** begin RECORDS FOR THIS EXERCISE **

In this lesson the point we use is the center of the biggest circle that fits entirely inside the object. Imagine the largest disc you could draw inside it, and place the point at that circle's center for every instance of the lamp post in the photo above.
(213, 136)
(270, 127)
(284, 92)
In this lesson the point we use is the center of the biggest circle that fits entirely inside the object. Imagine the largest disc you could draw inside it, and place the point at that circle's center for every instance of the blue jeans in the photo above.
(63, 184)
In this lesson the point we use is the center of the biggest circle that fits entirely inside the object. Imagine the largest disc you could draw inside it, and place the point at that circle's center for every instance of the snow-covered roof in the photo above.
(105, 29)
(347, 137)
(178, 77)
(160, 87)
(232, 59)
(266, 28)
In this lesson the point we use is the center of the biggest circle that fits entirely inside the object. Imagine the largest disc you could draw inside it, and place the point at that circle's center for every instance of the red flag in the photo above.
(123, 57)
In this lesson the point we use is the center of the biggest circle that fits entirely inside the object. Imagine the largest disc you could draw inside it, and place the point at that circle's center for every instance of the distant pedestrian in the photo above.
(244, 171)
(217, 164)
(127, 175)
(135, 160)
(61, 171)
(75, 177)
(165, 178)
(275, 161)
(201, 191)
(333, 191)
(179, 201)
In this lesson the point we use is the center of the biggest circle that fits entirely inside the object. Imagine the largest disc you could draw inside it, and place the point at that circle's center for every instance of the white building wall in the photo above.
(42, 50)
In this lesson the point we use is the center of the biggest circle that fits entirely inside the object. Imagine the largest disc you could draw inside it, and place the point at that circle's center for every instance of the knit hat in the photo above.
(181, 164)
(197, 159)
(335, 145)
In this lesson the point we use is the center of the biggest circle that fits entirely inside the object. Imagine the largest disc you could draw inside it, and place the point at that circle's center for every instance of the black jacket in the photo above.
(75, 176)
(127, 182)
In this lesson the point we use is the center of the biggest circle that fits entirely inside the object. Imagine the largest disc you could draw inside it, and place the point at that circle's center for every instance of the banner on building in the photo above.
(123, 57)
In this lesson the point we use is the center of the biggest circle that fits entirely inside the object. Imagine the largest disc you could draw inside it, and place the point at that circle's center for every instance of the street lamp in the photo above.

** end RECORDS FOR THIS EXERCISE **

GIVEN EXERCISE: Reproduce the material above, swapping each "lesson" for "exercise" and leaving everything else unchanged.

SOLUTION FOR THIS PROBLEM:
In this exercise the point we use is the center of the biggest circle that fits entirely inside the object. Imagine the largest disc you could draw inside it, and place the point at that circle's center for every instance of the lamp post in the photo above.
(213, 136)
(270, 127)
(284, 92)
In this exercise the point we use is the center of the biggest circle that fits entirely inside the object. Imagine the largest disc you could draw inside it, and place the point at that circle's center for every instance of the blue jeans in the photo above.
(63, 184)
In this exercise the point we use is the center of the biggest circle that fits entirely inside the object. Imagine the largest disc you could draw inside it, and place the point at that circle's center for every instance of the snow-covered roof in the photo above.
(105, 29)
(347, 137)
(178, 77)
(160, 87)
(232, 59)
(266, 28)
In this exercise the point we use is the center of the biggest circle that fits entirely inside the object. Imagine the largest disc you could draw inside it, and place the point at that circle's center for every instance of the red flag in the photo above.
(123, 57)
In this exercise the point we use is the center of the biggest circle that fits entirely inside the object. Imagine the largest disc you could draw inside it, and place the point at that circle's center for every instance of the distant pedestrian in the photo above.
(244, 171)
(217, 164)
(127, 175)
(135, 160)
(61, 171)
(75, 177)
(165, 178)
(275, 161)
(201, 191)
(333, 191)
(179, 201)
In this exercise the point we use is the center of the biggest circle that fits entirely inside the object. Imagine the largest disc you could draw inside it, and place the point at that circle's center for every instance of the white building wall in the photo above.
(42, 50)
In this exercise the point we use is the center of the biggest circle that fits entirely inside the object. Imagine the largest disc you could draw inside it, and place the point at that circle's center for every instance of the knit hat in the photo above.
(181, 164)
(197, 159)
(335, 145)
In this exercise the point we use is the center of the biggest circle that fits entirely inside the object. Imagine the largest disc you could draw inside it, and place the point at that circle's center for every instance of the black jacket in the photo above.
(75, 176)
(127, 182)
In this exercise the point we use is the center of the biggest circle that fits entirely inside the object. Imagine the largest disc you could draw inside it, and place the point at that circle's center for every instance of the banner on building in the photo above.
(123, 57)
In this exercise the point we use is the center of the biggest circle that fits entirely inside the object. Imagine the largest disc you could draw inside it, and place the point at that circle's center for every instance of the street lamp in the photo above.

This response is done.